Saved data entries

*****

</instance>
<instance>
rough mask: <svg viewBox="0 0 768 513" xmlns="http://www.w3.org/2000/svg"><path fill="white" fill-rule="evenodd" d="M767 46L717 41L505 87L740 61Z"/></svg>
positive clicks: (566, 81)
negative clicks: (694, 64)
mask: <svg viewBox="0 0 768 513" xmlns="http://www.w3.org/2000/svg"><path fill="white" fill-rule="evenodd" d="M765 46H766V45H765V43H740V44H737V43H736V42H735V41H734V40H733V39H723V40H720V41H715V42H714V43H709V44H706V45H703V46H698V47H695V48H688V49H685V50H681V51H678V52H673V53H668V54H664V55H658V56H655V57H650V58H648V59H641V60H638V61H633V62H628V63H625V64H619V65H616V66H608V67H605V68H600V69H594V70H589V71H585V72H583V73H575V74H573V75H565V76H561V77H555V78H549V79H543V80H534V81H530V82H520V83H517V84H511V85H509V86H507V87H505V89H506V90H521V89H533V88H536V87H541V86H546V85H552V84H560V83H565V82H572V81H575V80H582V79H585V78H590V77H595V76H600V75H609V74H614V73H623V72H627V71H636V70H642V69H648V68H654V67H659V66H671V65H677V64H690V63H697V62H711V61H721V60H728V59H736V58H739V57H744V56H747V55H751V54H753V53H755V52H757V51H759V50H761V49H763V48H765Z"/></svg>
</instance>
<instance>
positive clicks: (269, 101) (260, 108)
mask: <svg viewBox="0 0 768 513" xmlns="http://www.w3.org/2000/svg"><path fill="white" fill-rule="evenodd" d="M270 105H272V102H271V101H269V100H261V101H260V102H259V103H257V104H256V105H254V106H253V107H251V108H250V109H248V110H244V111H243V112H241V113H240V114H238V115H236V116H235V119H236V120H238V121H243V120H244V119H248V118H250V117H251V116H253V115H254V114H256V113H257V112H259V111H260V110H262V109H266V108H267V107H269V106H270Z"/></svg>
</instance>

*****

ACTIVITY
Retype each entry exactly.

RESULT FOR THIS TASK
</instance>
<instance>
rough mask: <svg viewBox="0 0 768 513" xmlns="http://www.w3.org/2000/svg"><path fill="white" fill-rule="evenodd" d="M767 46L717 41L505 87L740 61Z"/></svg>
positive clicks: (566, 81)
negative clicks: (694, 64)
mask: <svg viewBox="0 0 768 513" xmlns="http://www.w3.org/2000/svg"><path fill="white" fill-rule="evenodd" d="M765 46H766V45H765V43H740V44H737V43H736V42H735V41H734V40H733V39H723V40H720V41H715V42H714V43H709V44H706V45H703V46H698V47H695V48H688V49H685V50H681V51H678V52H673V53H668V54H664V55H658V56H655V57H650V58H648V59H641V60H638V61H633V62H628V63H625V64H619V65H616V66H608V67H605V68H600V69H594V70H589V71H585V72H583V73H575V74H573V75H565V76H561V77H555V78H549V79H543V80H534V81H530V82H520V83H517V84H511V85H509V86H507V87H505V89H506V90H521V89H533V88H536V87H541V86H546V85H552V84H560V83H565V82H572V81H575V80H582V79H585V78H590V77H595V76H600V75H609V74H614V73H623V72H627V71H636V70H642V69H648V68H654V67H659V66H671V65H677V64H690V63H697V62H711V61H721V60H728V59H736V58H739V57H744V56H747V55H751V54H753V53H755V52H757V51H759V50H761V49H763V48H765Z"/></svg>
</instance>
<instance>
positive clicks: (269, 101) (260, 108)
mask: <svg viewBox="0 0 768 513" xmlns="http://www.w3.org/2000/svg"><path fill="white" fill-rule="evenodd" d="M270 105H272V102H271V101H269V100H261V101H260V102H259V103H257V104H256V105H254V106H253V107H251V108H250V109H248V110H244V111H243V112H241V113H240V114H238V115H236V116H235V119H236V120H238V121H243V120H244V119H248V118H250V117H251V116H253V115H254V114H256V113H257V112H259V111H260V110H262V109H266V108H267V107H269V106H270Z"/></svg>
</instance>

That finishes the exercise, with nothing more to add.